# Given passage:
════════

# Baseline Model : Logistic Regression

In [82]:
import pandas as pd
from sklearn.model_selection import train_test_split
from sklearn.feature_extraction import DictVectorizer
from sklearn.linear_model import LogisticRegression
from sklearn.metrics import classification_report
import joblib
from sklearn.model_selection import GridSearchCV

In [83]:
data = pd.read_csv('ner_dataset.csv.gz', encoding='latin1')

# preprocessing
data['Sentence #'] = data['Sentence #'].fillna(method='ffill')


sentences = data.groupby('Sentence #').apply(lambda s: [(w, t) for w, t in zip(s['Word'].tolist(), s['Tag'].tolist())])
sentences = [s for s in sentences]

# Train/Test and Validation set
train_sentences, test_sentences = train_test_split(sentences, test_size=0.2, random_state=42)
train_sentences, val_sentences = train_test_split(train_sentences, test_size=0.1, random_state=42)


  data['Sentence #'] = data['Sentence #'].fillna(method='ffill')
  sentences = data.groupby('Sentence #').apply(lambda s: [(w, t) for w, t in zip(s['Word'].tolist(), s['Tag'].tolist())])


In [85]:
# feature creation
def word2features(sent, i):
    word = sent[i][0]
    features = {
        'word.lower()': str(word).lower(),
        'word[-3:]': str(word)[-3:],
        'word[-2:]': str(word)[-2:],
        'word.isupper()': str(word).isupper(),
        'word.istitle()': str(word).istitle(),
        'word.isdigit()': str(word).isdigit(),
        'BOS': i == 0,
        'EOS': i == len(sent) - 1
    }
    if i > 0:
        word1 = sent[i-1][0]
        features.update({
            '-1:word.lower()': str(word1).lower(),
            '-1:word.istitle()': str(word1).istitle(),
            '-1:word.isupper()': str(word1).isupper(),
        })
    else:
        features['BOS'] = True

    if i < len(sent)-1:
        word1 = sent[i+1][0]
        features.update({
            '+1:word.lower()': str(word1).lower(),
            '+1:word.istitle()': str(word1).istitle(),
            '+1:word.isupper()': str(word1).isupper(),
        })
    else:
        features['EOS'] = True

    return features

def sent2features(sent):
    return [word2features(sent, i) for i in range(len(sent))]

def sent2labels(sent):
    return [label for word, label in sent]

def sent2tokens(sent):
    return [word for word, label in sent]

X_train = [sent2features(s) for s in train_sentences]
y_train = [sent2labels(s) for s in train_sentences]

X_val = [sent2features(s) for s in val_sentences]
y_val = [sent2labels(s) for s in val_sentences]

X_test = [sent2features(s) for s in test_sentences]
y_test = [sent2labels(s) for s in test_sentences]


In [86]:
vec = DictVectorizer(sparse=True)

X_train_flat = [item for sublist in X_train for item in sublist]
y_train_flat = [item for sublist in y_train for item in sublist]

X_val_flat = [item for sublist in X_val for item in sublist]
y_val_flat = [item for sublist in y_val for item in sublist]

X_test_flat = [item for sublist in X_test for item in sublist]
y_test_flat = [item for sublist in y_test for item in sublist]

X_train_vect = vec.fit_transform(X_train_flat)

════════

# Complete the following:
A) In the logistic regression notebook, what test_size is passed to train_test_split when the test set is first split off?
B) Please continue the logistic regression notebook from its last line of code.

# Entries supplied:

════════

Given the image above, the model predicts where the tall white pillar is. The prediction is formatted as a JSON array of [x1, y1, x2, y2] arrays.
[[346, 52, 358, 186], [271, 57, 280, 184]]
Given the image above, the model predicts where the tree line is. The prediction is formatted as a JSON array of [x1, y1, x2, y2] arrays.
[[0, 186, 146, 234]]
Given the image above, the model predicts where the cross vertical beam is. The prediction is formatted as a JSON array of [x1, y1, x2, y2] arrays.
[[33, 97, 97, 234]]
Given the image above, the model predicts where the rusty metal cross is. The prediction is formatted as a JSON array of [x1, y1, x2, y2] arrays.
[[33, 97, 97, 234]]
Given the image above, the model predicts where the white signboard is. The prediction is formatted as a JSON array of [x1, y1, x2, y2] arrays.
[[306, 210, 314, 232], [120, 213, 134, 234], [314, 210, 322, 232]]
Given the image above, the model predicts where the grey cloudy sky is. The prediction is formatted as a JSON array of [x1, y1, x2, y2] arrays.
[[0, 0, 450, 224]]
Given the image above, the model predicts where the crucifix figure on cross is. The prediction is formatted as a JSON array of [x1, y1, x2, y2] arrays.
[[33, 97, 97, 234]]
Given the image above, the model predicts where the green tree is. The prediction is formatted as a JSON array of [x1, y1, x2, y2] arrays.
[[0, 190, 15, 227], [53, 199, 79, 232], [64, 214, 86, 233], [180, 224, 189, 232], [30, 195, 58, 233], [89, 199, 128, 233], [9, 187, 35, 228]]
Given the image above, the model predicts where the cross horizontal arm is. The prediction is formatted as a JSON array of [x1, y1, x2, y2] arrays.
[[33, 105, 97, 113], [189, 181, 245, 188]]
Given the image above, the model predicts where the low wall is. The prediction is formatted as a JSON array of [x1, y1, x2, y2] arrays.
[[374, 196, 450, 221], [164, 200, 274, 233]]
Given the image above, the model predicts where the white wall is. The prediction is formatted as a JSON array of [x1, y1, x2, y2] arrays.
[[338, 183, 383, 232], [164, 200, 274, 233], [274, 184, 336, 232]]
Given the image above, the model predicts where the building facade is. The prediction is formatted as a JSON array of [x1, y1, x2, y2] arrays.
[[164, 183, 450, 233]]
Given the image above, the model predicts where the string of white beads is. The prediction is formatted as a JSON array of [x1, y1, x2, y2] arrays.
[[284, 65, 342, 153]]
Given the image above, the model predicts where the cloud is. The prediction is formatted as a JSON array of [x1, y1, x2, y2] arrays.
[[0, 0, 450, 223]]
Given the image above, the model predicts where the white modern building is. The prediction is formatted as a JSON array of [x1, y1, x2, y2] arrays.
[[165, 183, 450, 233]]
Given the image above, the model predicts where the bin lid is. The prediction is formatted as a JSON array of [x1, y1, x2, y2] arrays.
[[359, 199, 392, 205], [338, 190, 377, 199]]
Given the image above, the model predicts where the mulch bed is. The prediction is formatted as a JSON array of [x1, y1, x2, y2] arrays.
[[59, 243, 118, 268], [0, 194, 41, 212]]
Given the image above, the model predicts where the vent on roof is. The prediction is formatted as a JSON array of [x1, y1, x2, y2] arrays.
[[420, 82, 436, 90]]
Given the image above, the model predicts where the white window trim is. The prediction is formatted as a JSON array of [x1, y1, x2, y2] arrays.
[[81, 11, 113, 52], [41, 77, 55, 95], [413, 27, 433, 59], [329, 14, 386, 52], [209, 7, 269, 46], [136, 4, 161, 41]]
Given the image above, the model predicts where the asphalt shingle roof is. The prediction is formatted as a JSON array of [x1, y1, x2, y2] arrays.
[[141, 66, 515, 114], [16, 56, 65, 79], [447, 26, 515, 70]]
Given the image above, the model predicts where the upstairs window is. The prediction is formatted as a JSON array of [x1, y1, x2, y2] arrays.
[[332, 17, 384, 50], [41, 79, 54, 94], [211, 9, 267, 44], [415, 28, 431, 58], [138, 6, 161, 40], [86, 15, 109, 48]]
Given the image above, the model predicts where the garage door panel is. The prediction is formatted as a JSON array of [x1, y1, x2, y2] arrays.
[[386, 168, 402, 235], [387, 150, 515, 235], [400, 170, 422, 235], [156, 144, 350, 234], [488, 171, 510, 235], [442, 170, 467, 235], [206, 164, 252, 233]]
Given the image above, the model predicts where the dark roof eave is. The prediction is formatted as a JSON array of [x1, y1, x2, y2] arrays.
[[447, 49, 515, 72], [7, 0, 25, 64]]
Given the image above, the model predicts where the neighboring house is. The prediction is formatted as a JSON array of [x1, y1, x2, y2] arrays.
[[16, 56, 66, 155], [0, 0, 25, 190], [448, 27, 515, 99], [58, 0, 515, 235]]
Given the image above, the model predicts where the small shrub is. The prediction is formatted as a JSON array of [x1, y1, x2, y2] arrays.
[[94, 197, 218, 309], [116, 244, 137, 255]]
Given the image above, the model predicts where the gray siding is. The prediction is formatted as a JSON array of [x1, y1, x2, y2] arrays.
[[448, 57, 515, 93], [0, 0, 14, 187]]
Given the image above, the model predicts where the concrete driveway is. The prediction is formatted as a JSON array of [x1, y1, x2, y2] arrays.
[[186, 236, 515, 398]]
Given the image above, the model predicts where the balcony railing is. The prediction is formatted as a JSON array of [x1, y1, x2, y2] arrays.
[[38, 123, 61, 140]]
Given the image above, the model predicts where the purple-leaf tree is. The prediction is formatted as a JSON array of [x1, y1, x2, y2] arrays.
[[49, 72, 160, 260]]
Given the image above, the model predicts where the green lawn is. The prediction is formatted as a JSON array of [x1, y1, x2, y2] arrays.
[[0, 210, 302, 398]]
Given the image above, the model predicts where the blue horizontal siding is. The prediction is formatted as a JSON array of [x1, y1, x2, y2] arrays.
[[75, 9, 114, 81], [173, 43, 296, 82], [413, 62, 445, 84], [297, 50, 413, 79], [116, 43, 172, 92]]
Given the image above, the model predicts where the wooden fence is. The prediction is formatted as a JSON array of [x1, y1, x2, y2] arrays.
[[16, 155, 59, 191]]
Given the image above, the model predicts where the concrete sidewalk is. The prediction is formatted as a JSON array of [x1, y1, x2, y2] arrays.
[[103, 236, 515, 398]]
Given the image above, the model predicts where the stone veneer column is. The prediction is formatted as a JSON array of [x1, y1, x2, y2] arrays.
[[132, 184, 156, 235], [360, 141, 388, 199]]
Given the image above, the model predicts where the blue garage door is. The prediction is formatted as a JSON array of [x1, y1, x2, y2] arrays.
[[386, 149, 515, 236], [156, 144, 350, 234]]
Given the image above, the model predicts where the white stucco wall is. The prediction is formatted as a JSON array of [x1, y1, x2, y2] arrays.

════════

# Answers for this exercise:
A) 0.2

B)
X_val_vect = vec.transform(X_val_flat)
X_test_vect = vec.transform(X_test_flat)


In [87]:
# Define parameter grid for hyperparameter tuning
param_grid = {
    'C': [0.1, 1, 10, 100]
}

logreg = LogisticRegression(max_iter=100)

# Use GridSearchCV to find the best hyperparameters
grid_search = GridSearchCV(logreg, param_grid, cv=3, verbose=2, n_jobs=-1)
grid_search.fit(X_train_vect, y_train_flat)

# Print the best parameters found
print(f"Best parameters found: {grid_search.best_params_}")

# Train the model with the best hyperparameters
best_logreg = grid_search.best_estimator_
best_logreg.fit(X_train_vect, y_train_flat)

# Save the model
joblib.dump(best_logreg, 'logreg_model.joblib')


Fitting 3 folds for each of 4 candidates, totalling 12 fits
[CV] END ..............................................C=0.1; total time=  48.8s
[CV] END ..............................................C=0.1; total time=  51.1s
[CV] END ..............................................C=0.1; total time=  51.7s


STOP: TOTAL NO. of ITERATIONS REACHED LIMIT.

Increase the number of iterations (max_iter) or scale the data as shown in:
    https://scikit-learn.org/stable/modules/preprocessing.html
Please also refer to the documentation for alternative solver options:
    https://scikit-learn.org/stable/modules/linear_model.html#logistic-regression
  n_iter_i = _check_optimize_result(


[CV] END ................................................C=1; total time= 1.2min


STOP: TOTAL NO. of ITERATIONS REACHED LIMIT.

Increase the number of iterations (max_iter) or scale the data as shown in:
    https://scikit-learn.org/stable/modules/preprocessing.html
Please also refer to the documentation for alternative solver options:
    https://scikit-learn.org/stable/modules/linear_model.html#logistic-regression
  n_iter_i = _check_optimize_result(


[CV] END ................................................C=1; total time= 1.1min


STOP: TOTAL NO. of ITERATIONS REACHED LIMIT.

Increase the number of iterations (max_iter) or scale the data as shown in:
    https://scikit-learn.org/stable/modules/preprocessing.html
Please also refer to the documentation for alternative solver options:
    https://scikit-learn.org/stable/modules/linear_model.html#logistic-regression
  n_iter_i = _check_optimize_result(


[CV] END ...............................................C=10; total time= 1.1min


STOP: TOTAL NO. of ITERATIONS REACHED LIMIT.

Increase the number of iterations (max_iter) or scale the data as shown in:
    https://scikit-learn.org/stable/modules/preprocessing.html
Please also refer to the documentation for alternative solver options:
    https://scikit-learn.org/stable/modules/linear_model.html#logistic-regression
  n_iter_i = _check_optimize_result(


[CV] END ................................................C=1; total time= 1.1min


STOP: TOTAL NO. of ITERATIONS REACHED LIMIT.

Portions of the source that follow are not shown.